> Consigne donnée a
Quelles lignes ci-dessous contiennent la chaîne « pine » ? Filtrez-les et recopiez chacune d'elles, en tenant compte de la casse.

================

De la Syrie à l’Irak, les Kurdes sous les feux croisés turcs et iraniens
Accusés de tous les maux par Ankara et par Téhéran, les partis d’opposition et les groupes rebelles kurdes vivent des heures très difficiles en Irak et en Syrie. Si la « communauté internationale » ne cache pas sa préoccupation, personne ne semble en mesure de mettre fin à un cycle devenu infernal. Décryptage.
Un soulèvement en Iran, un attentat à Istanbul. Si absolument rien ne permet de relier ces deux événements, leurs conséquences, elles, paraissent faire tronc commun. Missiles balistiques et drones kamikazes lancés par Téhéran sur l’opposition kurde iranienne en Irak, avions de chasse et drones armés turcs sur la guérilla kurde en Irak et en Syrie, c’est un véritable déluge de feu qui s’abat au Moyen-Orient sur la plus grande minorité sans État au monde.
Profitant de l’extrême vulnérabilité des États irakiens et syriens, où sont enracinés les partis d’opposition et organisations rebelles kurdes, la Turquie et la République islamique d’Iran semblent avoir trouvé un dénominateur commun à leurs crises internes. Une double offensive qui finit de plonger le peuple kurde dans une nouvelle période sombre de son histoire.

================

> Consigne donnée b
Répondez aux questions suivantes sur le texte consacré aux Kurdes :
(i) Quelles armes Téhéran lance-t-il sur l'opposition kurde iranienne en Irak ?
(ii) Quels sont les deux événements cités au tout début du développement ?
(iii) Comment le texte désigne-t-il les Kurdes dans le passage sur le « déluge de feu » ?

[Enregistrements du jeu de données d'annotation par points]
================

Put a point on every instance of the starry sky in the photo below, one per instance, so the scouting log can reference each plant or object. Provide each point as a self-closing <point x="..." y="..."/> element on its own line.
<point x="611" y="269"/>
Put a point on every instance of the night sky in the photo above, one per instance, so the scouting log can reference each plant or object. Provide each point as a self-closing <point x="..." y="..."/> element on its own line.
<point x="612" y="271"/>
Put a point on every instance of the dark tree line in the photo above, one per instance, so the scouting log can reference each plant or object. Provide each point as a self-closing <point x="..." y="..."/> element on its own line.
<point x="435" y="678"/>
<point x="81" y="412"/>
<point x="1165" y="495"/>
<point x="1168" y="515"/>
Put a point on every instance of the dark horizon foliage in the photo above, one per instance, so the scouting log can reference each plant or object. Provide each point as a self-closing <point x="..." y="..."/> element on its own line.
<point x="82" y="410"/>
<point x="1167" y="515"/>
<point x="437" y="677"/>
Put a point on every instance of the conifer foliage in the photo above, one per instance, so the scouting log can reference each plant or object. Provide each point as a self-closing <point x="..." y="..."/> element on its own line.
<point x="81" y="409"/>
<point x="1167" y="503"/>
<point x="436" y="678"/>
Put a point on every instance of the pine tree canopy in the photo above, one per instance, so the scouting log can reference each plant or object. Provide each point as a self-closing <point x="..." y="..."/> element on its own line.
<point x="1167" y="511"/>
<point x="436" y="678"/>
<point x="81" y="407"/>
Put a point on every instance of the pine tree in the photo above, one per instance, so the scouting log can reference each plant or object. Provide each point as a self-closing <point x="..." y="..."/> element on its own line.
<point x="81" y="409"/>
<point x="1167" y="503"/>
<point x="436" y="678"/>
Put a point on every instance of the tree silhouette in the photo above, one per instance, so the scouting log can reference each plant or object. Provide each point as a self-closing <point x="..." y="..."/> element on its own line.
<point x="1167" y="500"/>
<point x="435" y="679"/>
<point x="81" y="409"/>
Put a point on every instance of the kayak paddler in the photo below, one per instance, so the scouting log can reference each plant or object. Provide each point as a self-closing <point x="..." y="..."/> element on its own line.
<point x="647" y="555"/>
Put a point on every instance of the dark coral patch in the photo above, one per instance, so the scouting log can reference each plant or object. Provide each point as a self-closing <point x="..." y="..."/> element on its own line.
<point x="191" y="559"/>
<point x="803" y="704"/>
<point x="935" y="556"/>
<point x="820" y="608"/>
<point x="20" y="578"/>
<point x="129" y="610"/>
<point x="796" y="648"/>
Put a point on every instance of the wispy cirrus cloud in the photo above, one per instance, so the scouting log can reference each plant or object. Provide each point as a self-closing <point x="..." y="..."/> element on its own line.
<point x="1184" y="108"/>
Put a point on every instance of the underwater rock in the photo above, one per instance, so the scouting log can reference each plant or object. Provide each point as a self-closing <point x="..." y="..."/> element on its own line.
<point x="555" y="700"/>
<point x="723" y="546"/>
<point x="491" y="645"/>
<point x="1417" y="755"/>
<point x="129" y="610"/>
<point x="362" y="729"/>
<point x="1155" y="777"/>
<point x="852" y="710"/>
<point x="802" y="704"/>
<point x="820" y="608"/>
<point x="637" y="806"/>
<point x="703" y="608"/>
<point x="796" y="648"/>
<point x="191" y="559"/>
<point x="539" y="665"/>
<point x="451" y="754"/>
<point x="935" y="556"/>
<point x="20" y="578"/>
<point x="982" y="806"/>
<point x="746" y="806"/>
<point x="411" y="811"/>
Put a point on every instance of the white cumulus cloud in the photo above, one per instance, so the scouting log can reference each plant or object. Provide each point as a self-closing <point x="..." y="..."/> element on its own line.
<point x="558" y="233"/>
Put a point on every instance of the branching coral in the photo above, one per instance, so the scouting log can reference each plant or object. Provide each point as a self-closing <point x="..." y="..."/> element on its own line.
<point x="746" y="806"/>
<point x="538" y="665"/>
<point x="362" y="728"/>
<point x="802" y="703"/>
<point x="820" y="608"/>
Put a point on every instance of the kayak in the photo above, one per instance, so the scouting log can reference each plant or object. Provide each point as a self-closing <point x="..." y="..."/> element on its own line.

================

> Résultat de l'exercice a
Put a point on every instance of the pine tree canopy in the photo above, one per instance, so the scouting log can reference each plant or object. Provide each point as a self-closing <point x="..." y="..."/> element on its own line.
Put a point on every instance of the pine tree in the photo above, one per instance, so the scouting log can reference each plant or object. Provide each point as a self-closing <point x="..." y="..."/> element on its own line.

> Résultat de l'exercice b
(i) Des missiles balistiques et des drones kamikazes.
(ii) Un soulèvement en Iran et un attentat à Istanbul.
(iii) Comme la plus grande minorité sans État au monde.